● Exercise brief: Please repeat exactly the lines below from the one containing "sailboat as a single dot per instance." down to the one containing "Each is formatted like [221, 81].", both included, and nothing else.

● Extracted data:
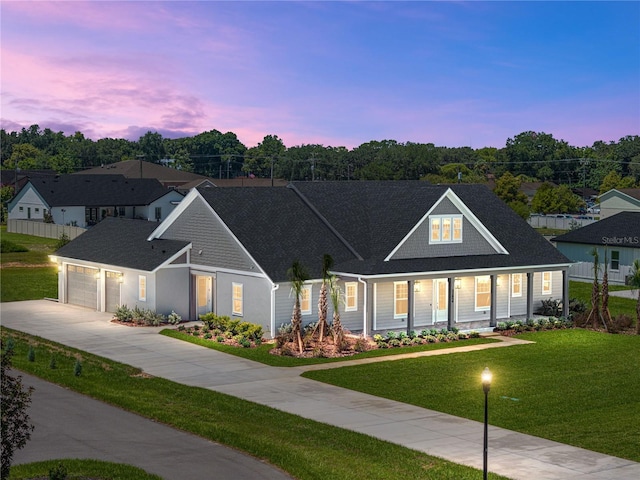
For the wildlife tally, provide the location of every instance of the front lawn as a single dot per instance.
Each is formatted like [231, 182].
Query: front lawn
[75, 468]
[573, 386]
[304, 448]
[32, 283]
[617, 305]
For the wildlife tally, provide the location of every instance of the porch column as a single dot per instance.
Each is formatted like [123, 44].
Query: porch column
[493, 309]
[529, 295]
[565, 293]
[450, 311]
[410, 302]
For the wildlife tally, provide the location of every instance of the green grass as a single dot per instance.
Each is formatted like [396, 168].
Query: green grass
[304, 448]
[261, 354]
[617, 305]
[573, 386]
[28, 283]
[75, 468]
[23, 276]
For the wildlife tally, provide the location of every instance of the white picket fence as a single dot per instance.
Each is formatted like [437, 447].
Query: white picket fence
[559, 222]
[41, 229]
[584, 271]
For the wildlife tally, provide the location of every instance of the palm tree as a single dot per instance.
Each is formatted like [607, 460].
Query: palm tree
[336, 326]
[297, 276]
[595, 314]
[606, 315]
[634, 281]
[321, 326]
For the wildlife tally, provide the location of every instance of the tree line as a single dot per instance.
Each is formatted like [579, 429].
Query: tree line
[529, 156]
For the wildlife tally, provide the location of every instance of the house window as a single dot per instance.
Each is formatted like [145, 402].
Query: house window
[445, 229]
[351, 296]
[457, 229]
[615, 260]
[305, 300]
[400, 299]
[546, 283]
[237, 299]
[483, 292]
[435, 230]
[516, 285]
[142, 288]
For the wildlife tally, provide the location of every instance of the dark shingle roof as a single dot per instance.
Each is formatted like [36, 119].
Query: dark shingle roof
[98, 190]
[366, 220]
[276, 227]
[122, 242]
[622, 229]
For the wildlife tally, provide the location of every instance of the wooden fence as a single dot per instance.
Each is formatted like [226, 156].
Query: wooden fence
[41, 229]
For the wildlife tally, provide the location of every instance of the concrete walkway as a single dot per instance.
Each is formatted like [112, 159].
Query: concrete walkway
[71, 425]
[511, 454]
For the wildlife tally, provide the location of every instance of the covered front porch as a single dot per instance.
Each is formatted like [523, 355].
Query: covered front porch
[465, 302]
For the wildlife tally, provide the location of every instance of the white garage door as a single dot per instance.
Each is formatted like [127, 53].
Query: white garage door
[112, 291]
[82, 286]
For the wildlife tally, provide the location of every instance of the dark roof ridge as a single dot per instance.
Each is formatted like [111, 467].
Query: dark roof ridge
[326, 222]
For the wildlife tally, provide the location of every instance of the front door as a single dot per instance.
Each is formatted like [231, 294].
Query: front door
[204, 294]
[440, 300]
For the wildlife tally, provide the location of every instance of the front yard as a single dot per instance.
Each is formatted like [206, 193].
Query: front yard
[573, 386]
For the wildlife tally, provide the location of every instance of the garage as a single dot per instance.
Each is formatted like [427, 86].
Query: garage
[82, 286]
[112, 290]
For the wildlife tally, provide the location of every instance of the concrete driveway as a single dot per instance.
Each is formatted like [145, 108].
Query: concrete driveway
[511, 454]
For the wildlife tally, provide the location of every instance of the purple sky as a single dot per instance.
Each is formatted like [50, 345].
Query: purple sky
[333, 73]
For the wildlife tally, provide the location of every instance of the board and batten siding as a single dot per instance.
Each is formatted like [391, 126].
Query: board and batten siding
[213, 246]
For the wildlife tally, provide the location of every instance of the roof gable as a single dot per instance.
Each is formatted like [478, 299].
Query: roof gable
[123, 242]
[630, 195]
[476, 239]
[98, 190]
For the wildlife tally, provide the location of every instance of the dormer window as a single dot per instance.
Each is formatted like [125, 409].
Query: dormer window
[445, 229]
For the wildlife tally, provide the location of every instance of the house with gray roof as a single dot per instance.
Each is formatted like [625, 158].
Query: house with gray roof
[623, 200]
[617, 240]
[84, 200]
[408, 255]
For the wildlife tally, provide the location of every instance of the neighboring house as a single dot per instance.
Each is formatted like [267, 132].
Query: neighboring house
[19, 178]
[168, 177]
[617, 238]
[615, 201]
[174, 178]
[84, 200]
[408, 255]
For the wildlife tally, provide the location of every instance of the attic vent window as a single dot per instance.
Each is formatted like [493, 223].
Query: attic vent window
[445, 229]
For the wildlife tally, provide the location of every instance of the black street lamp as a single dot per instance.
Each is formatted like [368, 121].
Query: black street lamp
[486, 385]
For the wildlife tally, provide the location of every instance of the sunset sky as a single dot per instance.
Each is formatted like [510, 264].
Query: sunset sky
[334, 73]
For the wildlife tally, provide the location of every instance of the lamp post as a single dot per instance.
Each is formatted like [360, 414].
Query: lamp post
[486, 385]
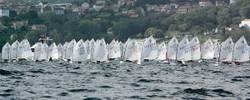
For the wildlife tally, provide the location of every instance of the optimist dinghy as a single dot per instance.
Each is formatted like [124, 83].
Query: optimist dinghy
[240, 53]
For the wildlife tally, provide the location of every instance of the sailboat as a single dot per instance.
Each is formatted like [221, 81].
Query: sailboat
[149, 50]
[91, 49]
[114, 50]
[80, 52]
[162, 52]
[53, 52]
[207, 50]
[172, 49]
[24, 50]
[6, 50]
[100, 53]
[184, 51]
[14, 50]
[133, 51]
[69, 50]
[226, 51]
[195, 49]
[60, 51]
[65, 45]
[40, 52]
[216, 50]
[240, 53]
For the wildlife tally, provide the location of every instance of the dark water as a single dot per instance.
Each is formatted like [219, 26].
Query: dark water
[126, 81]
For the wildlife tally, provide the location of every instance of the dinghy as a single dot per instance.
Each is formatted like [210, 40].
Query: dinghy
[240, 53]
[100, 53]
[69, 50]
[91, 49]
[14, 50]
[53, 52]
[80, 52]
[172, 49]
[133, 51]
[114, 50]
[65, 45]
[40, 52]
[184, 51]
[195, 49]
[149, 50]
[207, 50]
[226, 51]
[60, 51]
[216, 50]
[162, 52]
[6, 50]
[24, 50]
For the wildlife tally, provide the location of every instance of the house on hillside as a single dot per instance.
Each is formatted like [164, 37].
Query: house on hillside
[39, 27]
[245, 23]
[205, 3]
[4, 12]
[186, 8]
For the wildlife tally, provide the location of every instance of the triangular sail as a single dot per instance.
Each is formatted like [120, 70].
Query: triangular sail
[195, 49]
[133, 51]
[60, 51]
[6, 50]
[240, 53]
[226, 52]
[184, 50]
[216, 50]
[53, 52]
[69, 50]
[24, 50]
[14, 50]
[80, 52]
[207, 50]
[162, 51]
[100, 51]
[114, 50]
[172, 49]
[149, 50]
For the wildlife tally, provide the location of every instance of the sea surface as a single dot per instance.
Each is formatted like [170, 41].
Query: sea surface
[123, 81]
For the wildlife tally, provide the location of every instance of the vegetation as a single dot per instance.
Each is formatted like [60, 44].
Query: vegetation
[108, 25]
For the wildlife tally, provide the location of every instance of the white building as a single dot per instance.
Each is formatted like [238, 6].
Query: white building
[205, 3]
[4, 12]
[245, 23]
[233, 1]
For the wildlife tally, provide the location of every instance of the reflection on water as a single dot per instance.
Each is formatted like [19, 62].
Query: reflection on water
[151, 80]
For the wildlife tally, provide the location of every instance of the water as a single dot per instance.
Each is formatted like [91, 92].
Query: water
[112, 81]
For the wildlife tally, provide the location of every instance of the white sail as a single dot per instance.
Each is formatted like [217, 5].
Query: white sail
[53, 52]
[207, 50]
[40, 52]
[69, 50]
[65, 45]
[240, 52]
[226, 51]
[60, 51]
[172, 49]
[216, 50]
[100, 51]
[114, 50]
[24, 50]
[6, 50]
[162, 51]
[91, 49]
[149, 50]
[80, 52]
[14, 50]
[195, 49]
[184, 50]
[133, 51]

● Exercise result:
For the wildlife tally, provide the location of every instance of the sailboat as a single dot per instance.
Each is formatted like [221, 81].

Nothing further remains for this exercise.